## Exercise
Every entry in the listing below is to be output unchanged.

-=-=-

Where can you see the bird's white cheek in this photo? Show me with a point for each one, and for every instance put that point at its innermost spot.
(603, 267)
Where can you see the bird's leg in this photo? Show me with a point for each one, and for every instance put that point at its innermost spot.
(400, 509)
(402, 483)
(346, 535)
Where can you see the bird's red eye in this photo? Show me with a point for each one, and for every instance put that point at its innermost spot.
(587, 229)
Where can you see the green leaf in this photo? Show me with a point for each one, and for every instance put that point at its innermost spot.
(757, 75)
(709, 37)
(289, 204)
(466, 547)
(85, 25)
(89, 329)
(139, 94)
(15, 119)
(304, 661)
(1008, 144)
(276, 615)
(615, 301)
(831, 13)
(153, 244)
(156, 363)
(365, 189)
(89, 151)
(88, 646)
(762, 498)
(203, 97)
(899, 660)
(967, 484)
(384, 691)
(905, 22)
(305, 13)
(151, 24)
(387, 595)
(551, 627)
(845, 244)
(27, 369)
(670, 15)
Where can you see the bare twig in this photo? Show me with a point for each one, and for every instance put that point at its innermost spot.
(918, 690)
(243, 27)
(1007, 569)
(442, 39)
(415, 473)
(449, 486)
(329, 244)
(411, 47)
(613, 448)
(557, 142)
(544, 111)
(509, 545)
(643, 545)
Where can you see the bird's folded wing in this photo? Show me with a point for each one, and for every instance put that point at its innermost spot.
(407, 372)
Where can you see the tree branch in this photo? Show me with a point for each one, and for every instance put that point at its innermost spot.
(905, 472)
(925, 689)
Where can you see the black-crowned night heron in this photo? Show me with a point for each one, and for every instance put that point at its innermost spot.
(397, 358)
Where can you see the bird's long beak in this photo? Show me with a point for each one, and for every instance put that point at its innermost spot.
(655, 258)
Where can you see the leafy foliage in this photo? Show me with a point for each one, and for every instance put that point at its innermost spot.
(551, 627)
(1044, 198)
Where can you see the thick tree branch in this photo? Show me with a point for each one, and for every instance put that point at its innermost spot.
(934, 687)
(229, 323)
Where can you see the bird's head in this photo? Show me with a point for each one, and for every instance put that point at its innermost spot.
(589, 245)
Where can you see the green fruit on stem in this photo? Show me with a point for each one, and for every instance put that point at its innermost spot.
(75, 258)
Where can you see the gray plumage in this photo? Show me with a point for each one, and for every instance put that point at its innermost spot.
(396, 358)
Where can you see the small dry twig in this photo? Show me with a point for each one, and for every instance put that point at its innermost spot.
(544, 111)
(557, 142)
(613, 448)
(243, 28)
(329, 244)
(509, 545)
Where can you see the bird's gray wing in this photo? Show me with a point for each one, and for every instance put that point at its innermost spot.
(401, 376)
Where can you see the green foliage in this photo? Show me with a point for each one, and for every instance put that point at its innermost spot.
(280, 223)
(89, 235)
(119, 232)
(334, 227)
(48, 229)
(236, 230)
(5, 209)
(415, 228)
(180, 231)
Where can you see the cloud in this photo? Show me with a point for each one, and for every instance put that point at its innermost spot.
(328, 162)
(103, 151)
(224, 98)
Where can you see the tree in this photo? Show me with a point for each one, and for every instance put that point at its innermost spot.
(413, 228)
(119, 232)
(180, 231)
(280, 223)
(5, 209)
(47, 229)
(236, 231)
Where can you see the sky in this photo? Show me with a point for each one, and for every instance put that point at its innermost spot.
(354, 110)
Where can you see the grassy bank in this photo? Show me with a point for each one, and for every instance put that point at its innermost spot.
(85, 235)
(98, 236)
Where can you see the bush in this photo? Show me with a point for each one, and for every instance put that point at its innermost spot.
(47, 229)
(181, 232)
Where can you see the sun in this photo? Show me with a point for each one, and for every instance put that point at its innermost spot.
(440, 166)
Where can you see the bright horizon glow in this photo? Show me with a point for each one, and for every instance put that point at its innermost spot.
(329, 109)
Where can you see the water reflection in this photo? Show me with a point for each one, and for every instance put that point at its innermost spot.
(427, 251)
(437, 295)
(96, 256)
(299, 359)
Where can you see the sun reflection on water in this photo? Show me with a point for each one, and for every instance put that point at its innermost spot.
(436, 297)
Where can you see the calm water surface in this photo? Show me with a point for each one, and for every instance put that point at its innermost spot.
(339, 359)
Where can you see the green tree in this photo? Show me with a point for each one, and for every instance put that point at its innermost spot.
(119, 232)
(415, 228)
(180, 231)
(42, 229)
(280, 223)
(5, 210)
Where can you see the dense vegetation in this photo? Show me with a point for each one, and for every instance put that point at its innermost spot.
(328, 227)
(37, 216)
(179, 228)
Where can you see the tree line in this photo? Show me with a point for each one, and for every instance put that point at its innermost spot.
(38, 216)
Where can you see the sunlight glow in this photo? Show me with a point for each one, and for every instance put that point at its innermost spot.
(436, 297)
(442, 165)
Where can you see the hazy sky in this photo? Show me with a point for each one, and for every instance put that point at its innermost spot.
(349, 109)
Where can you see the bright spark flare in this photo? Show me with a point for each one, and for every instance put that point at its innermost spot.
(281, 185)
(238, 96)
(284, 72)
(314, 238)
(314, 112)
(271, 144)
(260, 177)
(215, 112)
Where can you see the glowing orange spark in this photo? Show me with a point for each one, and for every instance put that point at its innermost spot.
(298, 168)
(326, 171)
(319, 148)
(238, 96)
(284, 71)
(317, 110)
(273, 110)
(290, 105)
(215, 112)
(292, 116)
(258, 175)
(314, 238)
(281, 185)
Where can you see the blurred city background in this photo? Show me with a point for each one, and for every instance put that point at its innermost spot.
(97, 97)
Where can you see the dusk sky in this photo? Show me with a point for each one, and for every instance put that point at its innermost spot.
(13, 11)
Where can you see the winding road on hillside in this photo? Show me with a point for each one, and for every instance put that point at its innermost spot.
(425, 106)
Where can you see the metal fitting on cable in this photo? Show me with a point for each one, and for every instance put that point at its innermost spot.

-=-=-

## Answer to this exercise
Where can you see the bird's white cheek in this photo? Show me with a point for each one, and for every instance put that point at its innermost spot.
(603, 267)
Where can you see the bird's leg in this photo? Show me with a point for each one, and for every instance put that point at its innermost spot.
(400, 509)
(402, 483)
(346, 535)
Where can you see the bird's red eye in this photo? Show me with a point for each one, and for every instance put that point at its innermost spot.
(587, 229)
Where can you see the green leaf in this photo? Show me with a point for each one, and for every instance put that point at its innermost spot.
(757, 75)
(709, 37)
(289, 204)
(466, 547)
(85, 25)
(89, 329)
(139, 94)
(15, 119)
(304, 661)
(1008, 144)
(276, 615)
(615, 301)
(831, 13)
(153, 244)
(156, 363)
(365, 189)
(89, 151)
(88, 646)
(762, 498)
(203, 97)
(899, 660)
(967, 484)
(384, 691)
(905, 22)
(305, 13)
(151, 24)
(387, 595)
(551, 627)
(845, 244)
(27, 369)
(670, 15)
Where can you see the bare twig in this photo? Show me with a point for each one, and for every instance put that point at its innermost spot.
(918, 690)
(243, 27)
(1007, 569)
(442, 39)
(415, 473)
(449, 486)
(329, 244)
(411, 47)
(613, 448)
(557, 142)
(544, 111)
(509, 545)
(643, 545)
Where can you see the bird's folded wing in this photo? Show me with a point for each one, and for every instance put that point at its innermost spot.
(407, 372)
Where can you see the tree branch in this photo? Show me with a point for each one, and for every instance put that point at its innermost spot.
(905, 472)
(925, 689)
Where can you see the black-crowned night heron in this photo? Show me with a point for each one, and for every instance put that point at its innermost spot.
(397, 358)
Where can you see the bird's long beak in this photo? Show me with a point for each one, and for every instance put that point at its innermost spot.
(655, 258)
Where can you see the leafy foliage in this photo? Show me with a point for each one, and for every instance put that point at its innermost spot.
(551, 627)
(1044, 198)
Where can you see the thick tree branch in this photo? Show me with a point for each one, and for every instance put that point at its innermost spot.
(934, 687)
(229, 323)
Where can you see the bird's head in this photo? Show me with a point for each one, and for every instance put that point at its innermost spot.
(589, 245)
Where can you see the green fruit on stem in this photo? Show me with a point for each one, and for every instance put that point at its innermost spot.
(75, 258)
Where can you see the gray plumage in this photo? Show me with a point for each one, and for every instance put that point at its innermost spot.
(396, 358)
Where can you see the small dry twig in this photo? Show me with a point for each one, and for every instance put that point at its innermost spot.
(544, 111)
(557, 142)
(613, 448)
(243, 28)
(329, 244)
(509, 545)
Where can you see the bird's gray wing in this photo? Show me with a point for each one, and for every instance put that point at its innermost spot.
(401, 376)
Where can you see the green foliage in this photo? Show me with a point for each one, and for every instance put that point at its innermost spot.
(280, 223)
(89, 235)
(119, 232)
(334, 227)
(48, 229)
(236, 230)
(5, 209)
(415, 228)
(180, 231)
Where can you see the cloud in this photo? Show me with a point for each one, and for every instance put that point at its innermost spot.
(328, 162)
(103, 151)
(224, 98)
Where can you see the tree in this photo? Show me with a point for each one, and for every instance put that point at its innermost spot.
(413, 228)
(119, 232)
(180, 231)
(280, 223)
(5, 209)
(47, 229)
(236, 231)
Where can you see the sky in this photo? Show me with a point for each one, and for every instance put that point at its innermost spot.
(354, 110)
Where can you see the grassy bank in this photo? Show me with a point for each one, and for every instance put that point at its innermost spot.
(85, 235)
(98, 236)
Where can you see the bush in this photo? Show me with a point for each one, and for every instance put that point at its innermost spot.
(47, 229)
(181, 232)
Where can you see the sun in this photo? Show me with a point for each one, and for every instance put that point at its innermost spot.
(440, 166)
Where can you see the bright horizon glow in this photo? Show me with a point for each one, and for every instance put that point at its innermost spot.
(329, 109)
Where can you see the water reflection in this photo? Show me with a point for each one, and for every instance put that point at its innermost spot.
(427, 251)
(437, 295)
(96, 256)
(299, 359)
Where can you see the sun reflection on water in this photo? Show me with a point for each one, and for every instance put that point at its innermost spot.
(436, 297)
Where can you see the calm water surface in this photo? Show me with a point for each one, and for every instance put that point at its innermost spot.
(339, 359)
Where can you see the green tree in this photo? Show me with a point for each one, and for every instance put that point at its innermost spot.
(119, 232)
(415, 228)
(180, 231)
(42, 229)
(280, 223)
(5, 210)
Where can you see the dense vegetation in this photo? Show me with a point for each one, and for every instance put that point at its innermost spot.
(328, 227)
(37, 216)
(179, 228)
Where can you see the tree line in this photo? Show me with a point for each one, and for every instance put that point at its innermost spot.
(38, 216)
Where can you see the sunlight glow in this photo? Show me with a point for each one, and for every instance put that point at its innermost spot.
(436, 297)
(442, 165)
Where can you see the hazy sky in this photo? Show me with a point for each one, and for every instance put that point at its innermost spot.
(349, 109)
Where can you see the bright spark flare in this photo? Show me with a point for each one, and for every instance put that point at its innermost spot.
(281, 185)
(238, 96)
(284, 72)
(314, 238)
(314, 112)
(271, 144)
(260, 177)
(215, 112)
Where can you see the glowing orange spark in this photo? Show me with a point for each one, and for every instance put that point at its innermost spot.
(298, 168)
(326, 171)
(319, 148)
(238, 96)
(284, 71)
(317, 110)
(273, 110)
(290, 105)
(215, 112)
(292, 116)
(258, 175)
(314, 238)
(281, 185)
Where can you see the blurred city background in this photo? Show me with a point for each one, and for every instance put that point at its innermost spot.
(97, 97)
Where can you see the dusk sky in this photo? Show me with a point for each one, and for every instance put that point at its innermost spot.
(13, 11)
Where can you see the winding road on hillside in this photo? Show me with a point for each one, and for every instance put that point at its innermost spot.
(425, 106)
Where can you see the metal fitting on cable in this photo? Show me with a point for each one, and for every instance put that point at its innermost spot.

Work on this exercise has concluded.